• WORK TO BE COMPLETED:
Collect all lines from the listing that include the string "query".

• RECORDS FOR THE EXERCISE:
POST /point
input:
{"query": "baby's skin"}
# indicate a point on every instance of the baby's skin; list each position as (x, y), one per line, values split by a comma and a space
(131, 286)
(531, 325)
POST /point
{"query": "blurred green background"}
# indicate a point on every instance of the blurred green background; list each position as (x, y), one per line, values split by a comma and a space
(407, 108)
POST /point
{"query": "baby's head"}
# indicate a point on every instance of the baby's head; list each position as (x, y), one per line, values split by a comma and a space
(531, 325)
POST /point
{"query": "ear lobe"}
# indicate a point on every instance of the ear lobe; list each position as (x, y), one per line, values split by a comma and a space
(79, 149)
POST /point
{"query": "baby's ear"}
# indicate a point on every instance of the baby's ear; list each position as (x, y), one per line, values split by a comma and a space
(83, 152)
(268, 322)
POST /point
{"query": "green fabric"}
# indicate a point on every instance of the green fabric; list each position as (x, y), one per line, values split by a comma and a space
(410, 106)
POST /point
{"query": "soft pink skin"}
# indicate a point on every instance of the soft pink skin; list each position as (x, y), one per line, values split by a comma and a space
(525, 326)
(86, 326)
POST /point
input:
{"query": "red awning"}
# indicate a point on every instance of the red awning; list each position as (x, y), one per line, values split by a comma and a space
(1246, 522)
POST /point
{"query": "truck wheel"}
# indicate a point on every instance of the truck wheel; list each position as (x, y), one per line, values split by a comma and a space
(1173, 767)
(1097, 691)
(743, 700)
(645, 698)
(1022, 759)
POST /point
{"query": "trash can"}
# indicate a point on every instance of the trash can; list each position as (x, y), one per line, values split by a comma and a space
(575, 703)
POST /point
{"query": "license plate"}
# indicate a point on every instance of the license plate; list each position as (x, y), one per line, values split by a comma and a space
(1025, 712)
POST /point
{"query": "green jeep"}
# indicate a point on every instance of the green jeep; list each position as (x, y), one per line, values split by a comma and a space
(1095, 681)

• WRITTEN SOLUTION:
{"query": "baby's skin"}
{"query": "blurred green background"}
{"query": "baby's head"}
{"query": "ear lobe"}
{"query": "baby's ear"}
{"query": "green fabric"}
{"query": "soft pink skin"}
{"query": "red awning"}
{"query": "truck wheel"}
{"query": "trash can"}
{"query": "license plate"}
{"query": "green jeep"}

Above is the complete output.